*Texto citado*
El secreto del éxito estriba en su amor a Cristo que lo apremia a anunciar la buena nueva (cfr. 2Cor 5,14). Manifestó siempre un amor entrañable a judíos y paganos, dispuesto a sufrir amando por todos, imitando así la ternura del corazón de Cristo. Después de haber proclamado el evangelio en gran parte de la cuenca del Mare Nostrum (“desde Jerusalén hasta la Iliria”: Rom 15,19), expone a los romanos su deseo de llegar hasta el extremo de occidente: “como hace ya muchos años que deseo veros, confío en que, al fin, de paso para España, se logre mi deseo. Así lo espero… Partiré para España pasando por vuestra ciudad” (Rom 15,23-24.28). Probablemente llegó a España como exiliado, poco antes de ser apresado nuevamente y sufrir el martirio en Roma.

 

Él es sólo siervo y deudor del evangelio (cfr. Fil 2,22). Su “evangelio” es el mismo de todos los Apóstoles, pero insertado en situaciones culturales y sociológicas distintas (cfr. Rom 2,16; 16,25; Gal 2,2; 1Cor 1,17). Busca la “reconciliación” de todos con Dios en Cristo: “En nombre de Cristo os suplicamos: ¡reconciliaos con Dios!” (2Cor 5,20).

 

Su “kerigma” o primer anuncio es como la síntesis de toda su predicación: Cristo, Hijo de Dios hecho hombre, por obra del Espíritu Santo, muerto y resucitado, Mediador y Salvador, vive en su Iglesia y en el corazón de los bautizados (cfr. Rom 1,1ss; Gal 4,4-7, etc.). Dios nos ha elegido en Cristo ya antes de la creación del mundo y nos ha hecho hijos en el Hijo, perdonándonos los pecados en virtud de la sangre derramada de Jesús (cfr. Ef 1,3-14; Col 1,13-20). El objetivo de su acción pastoral consiste en “formar a Cristo” en cada creyente (Gal 4,19). En el Espíritu Santo y unidos a Cristo, ya podemos decir “Padre” a Dios, con el mismo amor de Cristo (cfr. Rom 8,5; Gal 4,6).

 

Se necesitan misioneros y pastores animados por el amor apasionado hacia Cristo, como Pablo. Pastores que conozcan, amen y anuncien a Cristo apasionadamente. Pastores que se entreguen a un celo apasionado por Cristo. Conocer y amar a Cristo íntimamente, agradecidamente y apasionadamente. Esto supone una actitud de relación y amistad, meditación constante e imitación (cfr. Gal 2,20; Fil 2,5). El apóstol no se predica a sí mismo, sino a Cristo (cfr. 2Cor 3,5-6; 4,2-6).

 

Puesto que el Espíritu Santo es quien sostiene la misión (cfr. Rm 5,5; 8,14-15), es posible adoptar hoy una total disponibilidad y creatividad para el servicio evangélico, también con el espíritu de mortificación, obediencia, perseverancia de Pablo.

 

E) La construcción de las comunidades eclesiales en la comunión:

 

Vinculado a Cristo y al evangelio, Pablo funda y visita comunidades. Tiende a crear células vitales (inicialmente pequeñas en número) en gran parte del Imperio: situadas a lo largo de las calzadas, donde se hablaba el griego “koiné” (común), aparte de sus propios idiomas.

*Registros contenidos en un conjunto de datos*
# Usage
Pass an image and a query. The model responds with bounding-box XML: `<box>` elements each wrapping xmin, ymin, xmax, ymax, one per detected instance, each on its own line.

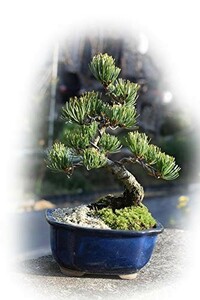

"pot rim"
<box><xmin>45</xmin><ymin>208</ymin><xmax>164</xmax><ymax>236</ymax></box>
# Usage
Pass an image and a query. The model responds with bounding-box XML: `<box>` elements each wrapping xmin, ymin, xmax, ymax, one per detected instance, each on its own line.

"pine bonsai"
<box><xmin>46</xmin><ymin>54</ymin><xmax>180</xmax><ymax>230</ymax></box>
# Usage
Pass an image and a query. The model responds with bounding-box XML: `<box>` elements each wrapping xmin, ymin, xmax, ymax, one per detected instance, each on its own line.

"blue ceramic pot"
<box><xmin>46</xmin><ymin>209</ymin><xmax>164</xmax><ymax>278</ymax></box>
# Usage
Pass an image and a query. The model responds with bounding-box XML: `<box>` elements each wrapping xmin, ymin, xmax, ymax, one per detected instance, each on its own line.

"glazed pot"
<box><xmin>46</xmin><ymin>209</ymin><xmax>164</xmax><ymax>279</ymax></box>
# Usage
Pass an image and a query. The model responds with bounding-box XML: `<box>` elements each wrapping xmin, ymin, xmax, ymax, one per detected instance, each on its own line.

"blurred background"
<box><xmin>12</xmin><ymin>33</ymin><xmax>200</xmax><ymax>255</ymax></box>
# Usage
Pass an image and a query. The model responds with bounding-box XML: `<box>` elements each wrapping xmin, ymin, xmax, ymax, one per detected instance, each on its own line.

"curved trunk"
<box><xmin>107</xmin><ymin>160</ymin><xmax>144</xmax><ymax>206</ymax></box>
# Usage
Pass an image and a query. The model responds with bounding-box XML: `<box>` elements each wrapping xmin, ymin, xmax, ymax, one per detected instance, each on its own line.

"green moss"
<box><xmin>97</xmin><ymin>204</ymin><xmax>156</xmax><ymax>230</ymax></box>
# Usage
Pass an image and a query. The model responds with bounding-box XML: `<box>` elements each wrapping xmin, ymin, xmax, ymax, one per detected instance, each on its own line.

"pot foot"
<box><xmin>60</xmin><ymin>267</ymin><xmax>85</xmax><ymax>277</ymax></box>
<box><xmin>119</xmin><ymin>273</ymin><xmax>137</xmax><ymax>280</ymax></box>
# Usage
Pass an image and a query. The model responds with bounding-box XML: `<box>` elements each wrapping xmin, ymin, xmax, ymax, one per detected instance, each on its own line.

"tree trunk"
<box><xmin>107</xmin><ymin>160</ymin><xmax>144</xmax><ymax>206</ymax></box>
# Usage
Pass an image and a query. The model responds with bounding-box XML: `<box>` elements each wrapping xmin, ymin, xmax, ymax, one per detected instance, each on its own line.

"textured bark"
<box><xmin>107</xmin><ymin>160</ymin><xmax>144</xmax><ymax>206</ymax></box>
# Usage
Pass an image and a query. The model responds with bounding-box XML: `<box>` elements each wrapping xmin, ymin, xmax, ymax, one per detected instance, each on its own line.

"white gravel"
<box><xmin>52</xmin><ymin>205</ymin><xmax>111</xmax><ymax>229</ymax></box>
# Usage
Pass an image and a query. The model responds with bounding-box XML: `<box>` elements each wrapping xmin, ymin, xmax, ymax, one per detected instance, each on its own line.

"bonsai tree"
<box><xmin>46</xmin><ymin>54</ymin><xmax>180</xmax><ymax>230</ymax></box>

*Tareas a realizar*
1. Enumera todas las citas de la carta a los Gálatas (abreviada «Gal») que aparecen en el texto sobre Pablo.
2. Prolonga el texto sobre Pablo a partir de la última oración que muestra.
Los datos no son necesarios para resolver las tareas.

*Respuestas del ejercicio*
1. Gal 2,2; Gal 4,4-7; Gal 4,19; Gal 4,6; Gal 2,20

2.
 

El interés del apóstol se muestra especialmente en crear comunidades con la colaboración de todos, e informarlas sobre la situación de todas las demás. Así va formando una conciencia eclesial comunional y misionera.

 

En sus cartas se pueden encontrar descripciones bastante detalladas de las comunidades que él había fundado, para hacer realidad en ellas la salvación de Cristo, Hijo de Dios enviado por el Padre bajo la acción del Espíritu Santo. Distingue entre la asamblea o comunidad doméstica (cfr. 1Cor 16,19; Rom 16,5) y toda la Iglesia (cfr. 1Cor 14,23; Rom 16,23). También la “Iglesia” puede ser el conjunto de fieles de una ciudad (cfr. 1Cor 5,4-5), o una región (Gál 1,2) o el conjunto de todos los creyentes (cfr. Rom 16,16; 1Cor 11,16.22). Esta integración de las comunidades concretas, más bien pequeñas, en la gran comunidad eclesial, suponía romper con la mentalidad de creencias opuestas y de clasificación social dentro de la Iglesia. Ordinariamente eran comunidades urbanas, donde llegaban gentes de diversas etnias, culturas, religiones, condición social. Los cristianos intentaban superar esas barreras y consecuentemente eran mal vistos por los no creyentes.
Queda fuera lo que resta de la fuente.